*Excerpt from a dataset*:
┌──
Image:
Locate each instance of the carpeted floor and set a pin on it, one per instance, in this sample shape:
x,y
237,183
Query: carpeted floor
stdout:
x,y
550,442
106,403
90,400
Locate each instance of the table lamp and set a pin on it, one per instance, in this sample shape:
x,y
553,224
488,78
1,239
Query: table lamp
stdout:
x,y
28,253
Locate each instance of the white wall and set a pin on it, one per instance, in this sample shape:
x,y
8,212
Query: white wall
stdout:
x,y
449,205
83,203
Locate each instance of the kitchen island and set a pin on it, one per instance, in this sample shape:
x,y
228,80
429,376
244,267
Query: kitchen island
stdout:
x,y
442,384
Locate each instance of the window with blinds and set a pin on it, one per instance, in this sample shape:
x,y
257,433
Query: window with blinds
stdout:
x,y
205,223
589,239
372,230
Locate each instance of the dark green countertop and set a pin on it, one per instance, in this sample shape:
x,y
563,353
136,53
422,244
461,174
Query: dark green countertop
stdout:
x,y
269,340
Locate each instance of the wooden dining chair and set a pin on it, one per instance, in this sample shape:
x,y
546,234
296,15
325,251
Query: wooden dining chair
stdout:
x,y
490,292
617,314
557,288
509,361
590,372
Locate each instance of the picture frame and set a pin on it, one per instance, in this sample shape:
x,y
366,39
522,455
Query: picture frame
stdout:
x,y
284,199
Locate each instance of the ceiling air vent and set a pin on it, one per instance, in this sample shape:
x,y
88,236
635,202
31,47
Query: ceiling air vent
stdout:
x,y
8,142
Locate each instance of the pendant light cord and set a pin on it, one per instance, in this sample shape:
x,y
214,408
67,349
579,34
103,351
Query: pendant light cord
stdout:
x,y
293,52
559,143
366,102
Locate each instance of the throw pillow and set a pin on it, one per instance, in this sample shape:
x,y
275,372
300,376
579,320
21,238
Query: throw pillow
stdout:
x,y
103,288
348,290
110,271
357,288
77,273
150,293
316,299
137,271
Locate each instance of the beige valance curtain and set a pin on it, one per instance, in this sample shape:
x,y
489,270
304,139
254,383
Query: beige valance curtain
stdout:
└──
*AIM*:
Reproduce all of the records above verbatim.

*SOLUTION*:
Image:
Locate each instance of the carpeted floor and set a pin on it, one per instance, in this sample shape:
x,y
237,183
Query: carpeted floor
stdout:
x,y
550,442
106,403
90,400
Locate each instance of the table lamp and set a pin on it, one per instance, in this sample shape:
x,y
553,224
488,78
1,239
Query: table lamp
stdout:
x,y
28,253
Locate each instance of the white wall and set a pin on it, one per instance, in this sample shape:
x,y
8,212
Query: white wall
stdout:
x,y
449,205
83,203
Locate each instance of the kitchen island and set a pin on it, one per instance, in this sample shape:
x,y
228,80
429,376
244,267
Query: kitchen island
stdout:
x,y
442,384
Locate each instance of the window with blinds and set a pin on it, one per instance, in this sample shape:
x,y
257,433
Query: window with blinds
stdout:
x,y
205,223
589,239
372,230
Locate each instance of the dark green countertop and set a pin on it, one per instance, in this sample shape:
x,y
563,353
136,53
422,244
461,174
Query: dark green countertop
stdout:
x,y
269,340
Locate each instance of the wooden dining chair and set a pin on it, one per instance, in this sample shape:
x,y
546,234
296,15
325,251
Query: wooden dining chair
stdout:
x,y
490,292
617,314
557,288
509,361
590,372
Locate each instance of the picture frame and set a pin on it, one per instance, in this sample shape:
x,y
366,39
522,455
Query: picture frame
stdout:
x,y
284,199
Locate each instance of the ceiling air vent and set a pin on it, one per instance, in this sample shape:
x,y
88,236
635,202
31,47
Query: ceiling air vent
stdout:
x,y
8,142
Locate each instance of the pendant light cord and set a pin on it, one per instance, in this sample shape:
x,y
214,408
67,349
579,34
103,351
Query: pendant light cord
stdout:
x,y
293,52
559,143
366,102
Locate each instance of the throw pillow and set a pin on it, one per instance, in this sample shape:
x,y
275,372
300,376
579,320
21,238
Query: throw pillow
stdout:
x,y
103,288
348,290
110,271
357,288
77,273
150,293
316,299
137,271
Locate each instance of the beige valance curtain and set a pin on it, one per instance, in this sample shape:
x,y
489,270
304,139
254,383
Query: beige valance curtain
stdout:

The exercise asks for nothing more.